AVAILABLE RECORDS:
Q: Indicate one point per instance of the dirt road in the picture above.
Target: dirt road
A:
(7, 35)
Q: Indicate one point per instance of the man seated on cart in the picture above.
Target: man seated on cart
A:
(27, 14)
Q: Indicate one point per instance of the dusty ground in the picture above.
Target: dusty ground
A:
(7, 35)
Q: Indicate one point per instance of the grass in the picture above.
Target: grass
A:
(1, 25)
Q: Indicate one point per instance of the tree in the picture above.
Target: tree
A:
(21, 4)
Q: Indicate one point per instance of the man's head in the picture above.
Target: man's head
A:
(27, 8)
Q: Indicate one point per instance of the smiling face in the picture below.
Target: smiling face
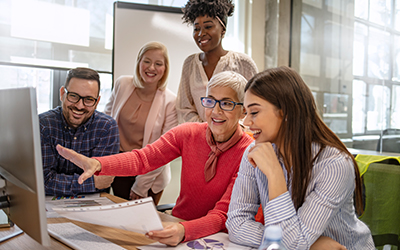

TASK OBJECTIVE: Your answer must be the lines from the line containing "Target: man's head" through the final line of the data, written out exactly, both ends included and pictures left out.

RESULT:
Target: man's head
A:
(27, 8)
Q: Indicate one point per instance of the smiling face in the picture below.
Target: smiling face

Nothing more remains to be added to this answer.